======== DATA FOR ANALYSIS ========

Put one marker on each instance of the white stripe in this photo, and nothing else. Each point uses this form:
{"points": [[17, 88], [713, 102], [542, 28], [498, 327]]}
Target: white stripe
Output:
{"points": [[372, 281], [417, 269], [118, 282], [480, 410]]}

========

» WORK TO BE COMPLETED
Repeat every entry exactly. Nothing may be dropped.

» ANSWER TO THIS TASK
Put one marker on each instance of the white stripe in this photo, and nothing else. Each point uses this form:
{"points": [[17, 88], [713, 102], [542, 28], [498, 327]]}
Target: white stripe
Output:
{"points": [[372, 281], [417, 269], [118, 282], [480, 410]]}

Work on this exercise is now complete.